## WRITTEN EXERCISE 1
Restate the network device performance text word for word, in full.

CPU is typically used by both the control plane and data plane on any network device. In capacity and performance management, you must ensure that the device and network have sufficient CPU to function at all times. Insufficient CPU can often collapse a network because inadequate resources on one device may impact the entire network. Insufficient CPU can also increase latency since the data must wait to be processed when there is no hardware switching without the main CPU.

Backplane or I/O

Backplane or I/O refers to the total amount of traffic that a device can handle, usually described in terms of BUS size or backplane capability. Insufficient backplane normally results in dropped packets, which can lead to re-transmissions and additional traffic.

Memory

Memory is another resource that has data plane and control plane requirements. Memory is required for information such as routing tables, ARP tables, and other data structures. When devices run out of memory, some operations on the device can fail. The operation could affect control plane processes or data plane processes, depending on the situation. If control plane processes fail, the entire network can degrade. For example, this can happen when extra memory is required for routing convergence.

Interface and Pipe Sizes

Interface and pipe sizes refer to the amount of data that can be sent simultaneously on any one connection. This is often incorrectly referred to as the speed of a connection, but the data really doesn't travel at different speeds from one device to another. Silicon speed and hardware capability help determine the available bandwidth based on the media. In addition, software mechanisms can "throttle" data to conform to specific bandwidth allocations for a service. You typically see this in service provider networks for frame-relay or ATM that inherently have speed capabilities of 1.54kpbs to 155mbs and higher. When there are bandwidth limitations, data is queued in a transmit queue. A transmit queue may have different software mechanisms to prioritize data within the queue; however, when there is data in the queue, it must wait for existing data before it can forward the data out the interface.

Queuing, Latency, and Jitter

Queuing, latency, and jitter also affect performance. You can tune the transmit queue to affect performance in different ways. For instance, if the queue is large, then the data waits longer. When queues are small, data is dropped. This is called taildrop and is acceptable for TCP applications since the data will be re-transmitted. However, voice and video don't perform well with queue drop or even significant queue latency requiring special attention to bandwidth or pipe sizes. Queue delay can also occur with input queues if the device doesn’t have sufficient resources to immediately forward the packet. This can be due to CPU, memory, or buffers.

[A run of records]
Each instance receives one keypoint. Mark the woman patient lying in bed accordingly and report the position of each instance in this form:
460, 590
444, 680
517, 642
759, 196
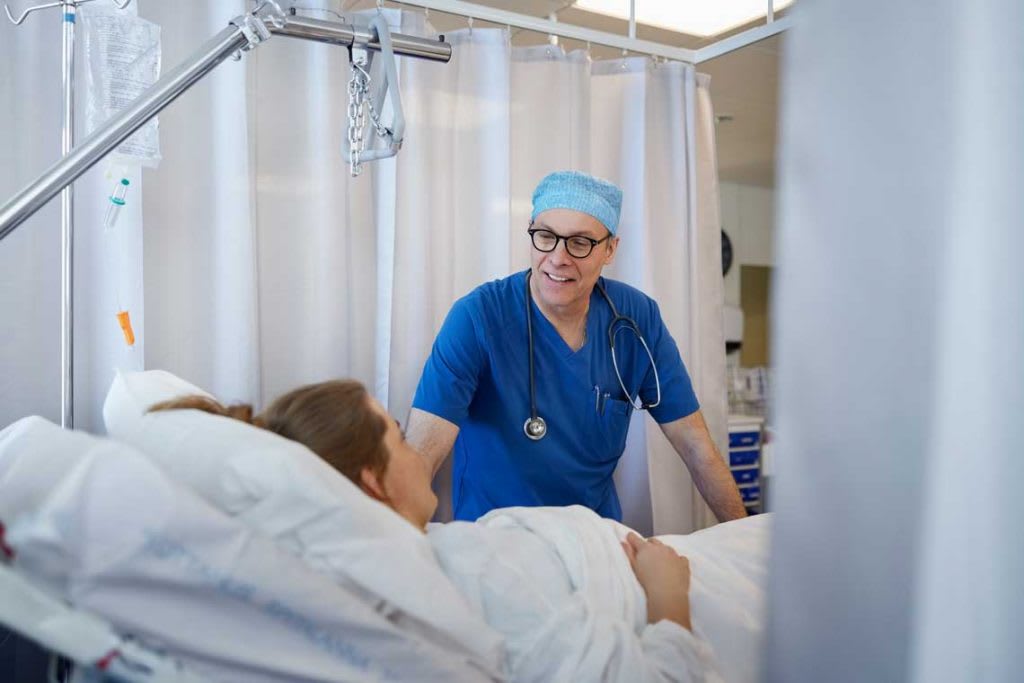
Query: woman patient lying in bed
561, 605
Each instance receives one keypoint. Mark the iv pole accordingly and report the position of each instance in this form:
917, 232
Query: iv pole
69, 11
244, 33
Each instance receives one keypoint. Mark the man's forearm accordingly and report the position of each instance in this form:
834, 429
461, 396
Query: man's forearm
716, 484
690, 438
431, 436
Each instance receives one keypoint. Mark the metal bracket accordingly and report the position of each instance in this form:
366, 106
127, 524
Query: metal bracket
388, 82
76, 3
253, 25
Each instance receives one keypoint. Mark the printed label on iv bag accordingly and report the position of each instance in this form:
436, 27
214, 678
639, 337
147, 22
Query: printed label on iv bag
122, 59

## WRITTEN EXERCISE 2
Quote everything in the records from the line containing "Each instance receives one keypoint. Mark the printed" down through the last line of the records.

## FULL SOLUTION 1
CPU is typically used by both the control plane and data plane on any network device. In capacity and performance management, you must ensure that the device and network have sufficient CPU to function at all times. Insufficient CPU can often collapse a network because inadequate resources on one device may impact the entire network. Insufficient CPU can also increase latency since the data must wait to be processed when there is no hardware switching without the main CPU.

Backplane or I/O

Backplane or I/O refers to the total amount of traffic that a device can handle, usually described in terms of BUS size or backplane capability. Insufficient backplane normally results in dropped packets, which can lead to re-transmissions and additional traffic.

Memory

Memory is another resource that has data plane and control plane requirements. Memory is required for information such as routing tables, ARP tables, and other data structures. When devices run out of memory, some operations on the device can fail. The operation could affect control plane processes or data plane processes, depending on the situation. If control plane processes fail, the entire network can degrade. For example, this can happen when extra memory is required for routing convergence.

Interface and Pipe Sizes

Interface and pipe sizes refer to the amount of data that can be sent simultaneously on any one connection. This is often incorrectly referred to as the speed of a connection, but the data really doesn't travel at different speeds from one device to another. Silicon speed and hardware capability help determine the available bandwidth based on the media. In addition, software mechanisms can "throttle" data to conform to specific bandwidth allocations for a service. You typically see this in service provider networks for frame-relay or ATM that inherently have speed capabilities of 1.54kpbs to 155mbs and higher. When there are bandwidth limitations, data is queued in a transmit queue. A transmit queue may have different software mechanisms to prioritize data within the queue; however, when there is data in the queue, it must wait for existing data before it can forward the data out the interface.

Queuing, Latency, and Jitter

Queuing, latency, and jitter also affect performance. You can tune the transmit queue to affect performance in different ways. For instance, if the queue is large, then the data waits longer. When queues are small, data is dropped. This is called taildrop and is acceptable for TCP applications since the data will be re-transmitted. However, voice and video don't perform well with queue drop or even significant queue latency requiring special attention to bandwidth or pipe sizes. Queue delay can also occur with input queues if the device doesn’t have sufficient resources to immediately forward the packet. This can be due to CPU, memory, or buffers.

## FULL SOLUTION 2
Each instance receives one keypoint. Mark the printed label on iv bag accordingly and report the position of each instance in this form:
436, 27
214, 678
639, 337
147, 22
Query: printed label on iv bag
122, 59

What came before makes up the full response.